### Explore the material
**a.** Please answer these questions about the Clutch of Constables article, one answer per line:
(i) Which publisher brought out the book?
(ii) Which novel came before it in the series?
(iii) What subject does the plot concern?
**b.** Give the Clutch of Constables article again from "Clutch of Constables is" up to and including "by several characters.", switching "cruise" to "voyage".

Clutch of Constables
- First edition
- Author: Ngaio Marsh
- Language: English
- Series: Roderick Alleyn
- Genre: Detective fiction
- Publisher: Collins Crime Club
- Publication date: 1968
- Media type: Print
- Preceded by: Death at the Dolphin
- Followed by: When in Rome

= Clutch of Constables =

1968 novel by Ngaio Marsh

Clutch of Constables is a detective novel by Ngaio Marsh; it is the twenty-fifth novel to feature Roderick Alleyn, and was first published in 1968. The plot concerns art forgery, and takes place on a cruise on a fictional river in the Norfolk Broads; the "Constable" referred to in the title is John Constable, whose works are mentioned by several characters.

### Material provided
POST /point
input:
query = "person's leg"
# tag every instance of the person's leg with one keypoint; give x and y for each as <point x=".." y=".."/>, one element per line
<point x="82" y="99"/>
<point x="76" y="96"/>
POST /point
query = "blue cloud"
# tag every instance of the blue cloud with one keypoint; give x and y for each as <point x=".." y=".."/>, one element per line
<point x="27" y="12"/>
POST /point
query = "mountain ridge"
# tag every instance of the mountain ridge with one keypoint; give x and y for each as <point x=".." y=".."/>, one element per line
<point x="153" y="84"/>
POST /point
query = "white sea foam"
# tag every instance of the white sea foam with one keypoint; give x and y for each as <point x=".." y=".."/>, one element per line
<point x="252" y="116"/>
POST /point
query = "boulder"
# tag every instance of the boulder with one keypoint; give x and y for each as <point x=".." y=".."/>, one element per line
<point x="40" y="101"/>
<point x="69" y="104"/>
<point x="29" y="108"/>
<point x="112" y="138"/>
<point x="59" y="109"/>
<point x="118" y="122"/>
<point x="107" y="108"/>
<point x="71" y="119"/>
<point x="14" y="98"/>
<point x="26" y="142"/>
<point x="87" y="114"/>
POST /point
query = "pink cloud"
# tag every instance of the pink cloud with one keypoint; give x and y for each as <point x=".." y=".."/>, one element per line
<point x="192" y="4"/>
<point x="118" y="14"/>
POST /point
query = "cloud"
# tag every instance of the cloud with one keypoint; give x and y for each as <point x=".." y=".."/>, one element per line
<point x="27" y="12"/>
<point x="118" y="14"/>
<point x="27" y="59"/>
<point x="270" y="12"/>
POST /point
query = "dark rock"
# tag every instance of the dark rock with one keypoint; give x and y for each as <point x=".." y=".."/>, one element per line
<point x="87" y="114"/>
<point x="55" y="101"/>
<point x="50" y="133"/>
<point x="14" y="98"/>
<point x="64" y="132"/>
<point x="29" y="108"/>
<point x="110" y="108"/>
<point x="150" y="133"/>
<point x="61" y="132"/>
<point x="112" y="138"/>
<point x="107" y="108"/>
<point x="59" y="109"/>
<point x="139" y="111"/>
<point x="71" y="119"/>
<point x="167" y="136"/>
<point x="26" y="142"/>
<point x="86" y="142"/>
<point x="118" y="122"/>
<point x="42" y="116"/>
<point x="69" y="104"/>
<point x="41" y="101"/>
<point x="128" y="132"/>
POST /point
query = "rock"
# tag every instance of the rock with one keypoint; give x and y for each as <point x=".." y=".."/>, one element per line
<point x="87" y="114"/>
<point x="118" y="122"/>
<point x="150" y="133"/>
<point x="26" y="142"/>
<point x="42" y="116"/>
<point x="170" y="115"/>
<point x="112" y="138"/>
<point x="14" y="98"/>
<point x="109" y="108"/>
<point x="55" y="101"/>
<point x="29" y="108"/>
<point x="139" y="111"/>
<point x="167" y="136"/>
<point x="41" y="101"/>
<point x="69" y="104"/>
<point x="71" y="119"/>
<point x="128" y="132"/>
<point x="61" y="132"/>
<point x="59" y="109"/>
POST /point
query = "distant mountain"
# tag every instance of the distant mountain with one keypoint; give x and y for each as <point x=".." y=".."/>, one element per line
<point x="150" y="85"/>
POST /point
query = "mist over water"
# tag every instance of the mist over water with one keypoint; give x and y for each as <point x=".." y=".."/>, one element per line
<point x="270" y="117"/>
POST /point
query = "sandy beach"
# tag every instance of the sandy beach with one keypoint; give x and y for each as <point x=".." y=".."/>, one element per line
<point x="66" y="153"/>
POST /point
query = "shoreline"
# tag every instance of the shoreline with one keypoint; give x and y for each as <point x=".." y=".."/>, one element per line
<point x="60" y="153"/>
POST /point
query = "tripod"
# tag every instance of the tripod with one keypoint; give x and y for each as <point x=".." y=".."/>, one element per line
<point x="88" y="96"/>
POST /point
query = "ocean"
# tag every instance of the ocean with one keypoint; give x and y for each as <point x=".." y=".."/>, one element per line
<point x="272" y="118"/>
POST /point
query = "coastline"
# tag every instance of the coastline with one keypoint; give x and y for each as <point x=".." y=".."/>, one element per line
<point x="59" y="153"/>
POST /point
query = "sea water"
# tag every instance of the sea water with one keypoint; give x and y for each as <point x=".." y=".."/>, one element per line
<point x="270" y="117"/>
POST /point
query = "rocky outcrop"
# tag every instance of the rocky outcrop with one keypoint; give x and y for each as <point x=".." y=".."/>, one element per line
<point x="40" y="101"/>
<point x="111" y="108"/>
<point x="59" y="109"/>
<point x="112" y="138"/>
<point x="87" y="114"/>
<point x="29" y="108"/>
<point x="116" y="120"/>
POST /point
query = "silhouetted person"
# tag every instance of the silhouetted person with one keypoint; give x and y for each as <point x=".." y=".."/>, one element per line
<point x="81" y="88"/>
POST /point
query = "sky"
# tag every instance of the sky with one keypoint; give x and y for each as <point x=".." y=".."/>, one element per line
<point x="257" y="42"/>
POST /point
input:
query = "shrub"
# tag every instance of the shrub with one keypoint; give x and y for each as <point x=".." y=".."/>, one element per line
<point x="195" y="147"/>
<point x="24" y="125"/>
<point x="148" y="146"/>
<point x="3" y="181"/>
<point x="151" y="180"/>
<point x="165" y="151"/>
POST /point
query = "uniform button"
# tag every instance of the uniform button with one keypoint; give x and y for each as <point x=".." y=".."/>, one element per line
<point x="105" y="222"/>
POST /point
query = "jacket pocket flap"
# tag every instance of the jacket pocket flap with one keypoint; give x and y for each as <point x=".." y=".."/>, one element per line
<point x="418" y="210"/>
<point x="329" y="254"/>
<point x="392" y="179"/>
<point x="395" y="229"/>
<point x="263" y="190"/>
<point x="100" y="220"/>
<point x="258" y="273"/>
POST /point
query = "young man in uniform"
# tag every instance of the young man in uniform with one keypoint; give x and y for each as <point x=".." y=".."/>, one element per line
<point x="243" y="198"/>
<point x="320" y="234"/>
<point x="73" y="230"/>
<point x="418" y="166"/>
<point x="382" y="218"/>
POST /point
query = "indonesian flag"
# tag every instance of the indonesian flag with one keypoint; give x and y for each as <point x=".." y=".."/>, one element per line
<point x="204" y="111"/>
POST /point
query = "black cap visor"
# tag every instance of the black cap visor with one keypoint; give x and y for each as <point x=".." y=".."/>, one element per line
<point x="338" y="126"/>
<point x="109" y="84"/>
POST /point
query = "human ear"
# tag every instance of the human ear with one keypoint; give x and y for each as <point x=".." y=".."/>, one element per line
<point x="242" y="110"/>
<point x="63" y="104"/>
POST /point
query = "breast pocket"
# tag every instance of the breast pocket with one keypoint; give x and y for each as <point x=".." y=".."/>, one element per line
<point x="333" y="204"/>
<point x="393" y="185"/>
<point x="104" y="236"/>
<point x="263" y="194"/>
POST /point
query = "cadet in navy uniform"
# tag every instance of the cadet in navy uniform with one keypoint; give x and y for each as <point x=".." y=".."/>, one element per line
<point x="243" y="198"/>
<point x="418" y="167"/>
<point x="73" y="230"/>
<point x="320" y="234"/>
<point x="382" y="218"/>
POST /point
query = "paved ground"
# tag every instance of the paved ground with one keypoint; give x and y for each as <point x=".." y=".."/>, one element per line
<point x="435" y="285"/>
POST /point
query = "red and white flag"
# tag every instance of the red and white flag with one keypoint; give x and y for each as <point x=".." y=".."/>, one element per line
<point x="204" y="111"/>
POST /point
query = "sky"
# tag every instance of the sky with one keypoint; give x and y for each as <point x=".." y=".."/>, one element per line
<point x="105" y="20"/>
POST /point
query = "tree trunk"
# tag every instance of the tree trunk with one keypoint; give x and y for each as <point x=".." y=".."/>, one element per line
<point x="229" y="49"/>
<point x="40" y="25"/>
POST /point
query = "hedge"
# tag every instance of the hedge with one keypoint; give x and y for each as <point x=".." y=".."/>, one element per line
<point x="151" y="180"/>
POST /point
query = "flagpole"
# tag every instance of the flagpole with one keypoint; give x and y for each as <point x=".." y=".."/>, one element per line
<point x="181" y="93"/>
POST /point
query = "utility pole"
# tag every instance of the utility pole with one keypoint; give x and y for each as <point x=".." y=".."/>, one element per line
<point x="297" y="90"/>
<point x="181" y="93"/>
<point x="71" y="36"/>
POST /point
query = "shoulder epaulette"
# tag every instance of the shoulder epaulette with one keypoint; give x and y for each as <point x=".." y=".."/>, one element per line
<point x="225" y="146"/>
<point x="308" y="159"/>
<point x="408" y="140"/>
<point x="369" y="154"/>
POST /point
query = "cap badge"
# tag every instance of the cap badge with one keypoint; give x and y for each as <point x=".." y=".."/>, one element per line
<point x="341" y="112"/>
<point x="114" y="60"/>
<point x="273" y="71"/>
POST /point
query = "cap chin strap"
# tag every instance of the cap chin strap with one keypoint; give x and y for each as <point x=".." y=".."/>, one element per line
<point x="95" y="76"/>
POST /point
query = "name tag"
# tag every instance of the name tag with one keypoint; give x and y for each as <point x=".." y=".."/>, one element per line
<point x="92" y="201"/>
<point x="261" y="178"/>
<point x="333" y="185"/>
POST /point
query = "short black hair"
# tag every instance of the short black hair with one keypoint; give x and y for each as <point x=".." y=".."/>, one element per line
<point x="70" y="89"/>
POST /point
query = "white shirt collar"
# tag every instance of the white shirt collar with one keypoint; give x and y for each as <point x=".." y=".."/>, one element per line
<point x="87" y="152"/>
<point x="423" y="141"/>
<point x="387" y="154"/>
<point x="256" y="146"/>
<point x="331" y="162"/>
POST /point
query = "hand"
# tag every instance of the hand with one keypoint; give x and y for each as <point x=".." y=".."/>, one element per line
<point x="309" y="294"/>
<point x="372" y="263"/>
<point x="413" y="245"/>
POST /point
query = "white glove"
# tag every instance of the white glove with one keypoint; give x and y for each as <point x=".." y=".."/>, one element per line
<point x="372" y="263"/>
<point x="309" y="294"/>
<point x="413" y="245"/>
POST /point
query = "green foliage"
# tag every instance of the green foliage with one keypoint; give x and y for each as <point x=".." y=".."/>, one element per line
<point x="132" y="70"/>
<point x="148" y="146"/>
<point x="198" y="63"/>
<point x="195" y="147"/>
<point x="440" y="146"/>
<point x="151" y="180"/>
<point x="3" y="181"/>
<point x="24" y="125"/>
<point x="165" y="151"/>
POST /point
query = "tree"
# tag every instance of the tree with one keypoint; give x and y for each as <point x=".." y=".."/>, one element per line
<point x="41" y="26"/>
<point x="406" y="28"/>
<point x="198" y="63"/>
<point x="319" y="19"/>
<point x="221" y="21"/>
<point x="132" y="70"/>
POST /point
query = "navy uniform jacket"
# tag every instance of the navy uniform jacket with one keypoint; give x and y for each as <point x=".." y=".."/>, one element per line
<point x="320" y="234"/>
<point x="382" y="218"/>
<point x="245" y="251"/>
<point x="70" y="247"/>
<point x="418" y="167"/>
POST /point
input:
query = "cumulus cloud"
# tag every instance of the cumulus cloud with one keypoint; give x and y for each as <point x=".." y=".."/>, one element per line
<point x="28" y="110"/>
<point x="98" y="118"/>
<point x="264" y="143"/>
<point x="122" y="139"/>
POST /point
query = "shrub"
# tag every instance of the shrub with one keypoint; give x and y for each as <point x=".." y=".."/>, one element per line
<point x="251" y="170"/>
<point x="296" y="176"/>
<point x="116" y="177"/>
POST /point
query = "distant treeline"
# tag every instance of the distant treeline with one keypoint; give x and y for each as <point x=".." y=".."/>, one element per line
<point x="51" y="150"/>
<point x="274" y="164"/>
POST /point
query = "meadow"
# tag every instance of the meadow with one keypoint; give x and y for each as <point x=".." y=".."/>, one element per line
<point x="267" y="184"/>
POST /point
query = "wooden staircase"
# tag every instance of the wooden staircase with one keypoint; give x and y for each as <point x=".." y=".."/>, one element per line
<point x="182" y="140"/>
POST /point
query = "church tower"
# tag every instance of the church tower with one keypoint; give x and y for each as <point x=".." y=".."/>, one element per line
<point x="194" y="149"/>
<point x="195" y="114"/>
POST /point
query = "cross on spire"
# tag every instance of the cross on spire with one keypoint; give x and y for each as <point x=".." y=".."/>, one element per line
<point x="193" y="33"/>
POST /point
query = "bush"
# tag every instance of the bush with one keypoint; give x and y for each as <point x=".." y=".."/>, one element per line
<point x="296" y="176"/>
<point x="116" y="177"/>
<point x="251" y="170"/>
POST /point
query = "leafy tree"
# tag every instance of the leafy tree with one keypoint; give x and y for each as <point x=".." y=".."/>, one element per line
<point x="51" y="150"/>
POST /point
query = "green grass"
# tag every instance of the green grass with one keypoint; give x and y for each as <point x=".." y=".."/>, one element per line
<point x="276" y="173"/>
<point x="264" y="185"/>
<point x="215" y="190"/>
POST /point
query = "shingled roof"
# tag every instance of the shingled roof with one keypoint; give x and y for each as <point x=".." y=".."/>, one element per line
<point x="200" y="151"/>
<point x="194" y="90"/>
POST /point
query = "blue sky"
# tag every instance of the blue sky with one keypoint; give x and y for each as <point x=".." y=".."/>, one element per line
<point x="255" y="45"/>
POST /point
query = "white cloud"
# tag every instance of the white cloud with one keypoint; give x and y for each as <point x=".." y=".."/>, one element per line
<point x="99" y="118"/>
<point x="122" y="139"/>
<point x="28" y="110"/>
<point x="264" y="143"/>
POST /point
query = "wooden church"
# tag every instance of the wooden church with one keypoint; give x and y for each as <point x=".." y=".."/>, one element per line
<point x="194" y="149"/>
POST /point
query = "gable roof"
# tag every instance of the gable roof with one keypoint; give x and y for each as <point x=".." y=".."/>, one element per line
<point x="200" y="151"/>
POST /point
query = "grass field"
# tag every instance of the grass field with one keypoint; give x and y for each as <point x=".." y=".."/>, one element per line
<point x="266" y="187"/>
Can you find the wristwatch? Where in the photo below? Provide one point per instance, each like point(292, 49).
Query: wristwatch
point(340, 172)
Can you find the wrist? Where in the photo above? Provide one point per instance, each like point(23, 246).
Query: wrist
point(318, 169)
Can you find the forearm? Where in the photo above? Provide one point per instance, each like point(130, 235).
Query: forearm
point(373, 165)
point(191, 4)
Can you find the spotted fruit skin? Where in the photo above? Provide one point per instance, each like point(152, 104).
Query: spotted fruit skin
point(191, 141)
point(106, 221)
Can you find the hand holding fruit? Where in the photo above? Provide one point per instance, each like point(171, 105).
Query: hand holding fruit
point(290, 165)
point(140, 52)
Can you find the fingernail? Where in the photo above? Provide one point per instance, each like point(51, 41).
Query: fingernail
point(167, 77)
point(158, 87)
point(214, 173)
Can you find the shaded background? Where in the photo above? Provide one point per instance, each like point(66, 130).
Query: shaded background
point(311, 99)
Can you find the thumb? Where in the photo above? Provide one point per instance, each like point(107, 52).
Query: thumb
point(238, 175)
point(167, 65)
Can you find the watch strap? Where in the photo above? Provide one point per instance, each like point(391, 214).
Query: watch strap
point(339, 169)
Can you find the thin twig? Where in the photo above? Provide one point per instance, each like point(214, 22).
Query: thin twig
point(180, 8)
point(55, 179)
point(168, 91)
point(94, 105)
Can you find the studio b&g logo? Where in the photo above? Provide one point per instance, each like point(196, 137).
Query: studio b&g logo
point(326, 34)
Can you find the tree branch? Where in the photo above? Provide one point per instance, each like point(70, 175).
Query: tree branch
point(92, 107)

### List of solutions
**a.**
(i) Collins Crime Club
(ii) Death at the Dolphin
(iii) Art forgery

**b.**
Clutch of Constables is a detective novel by Ngaio Marsh; it is the twenty-fifth novel to feature Roderick Alleyn, and was first published in 1968. The plot concerns art forgery, and takes place on a voyage on a fictional river in the Norfolk Broads; the "Constable" referred to in the title is John Constable, whose works are mentioned by several characters.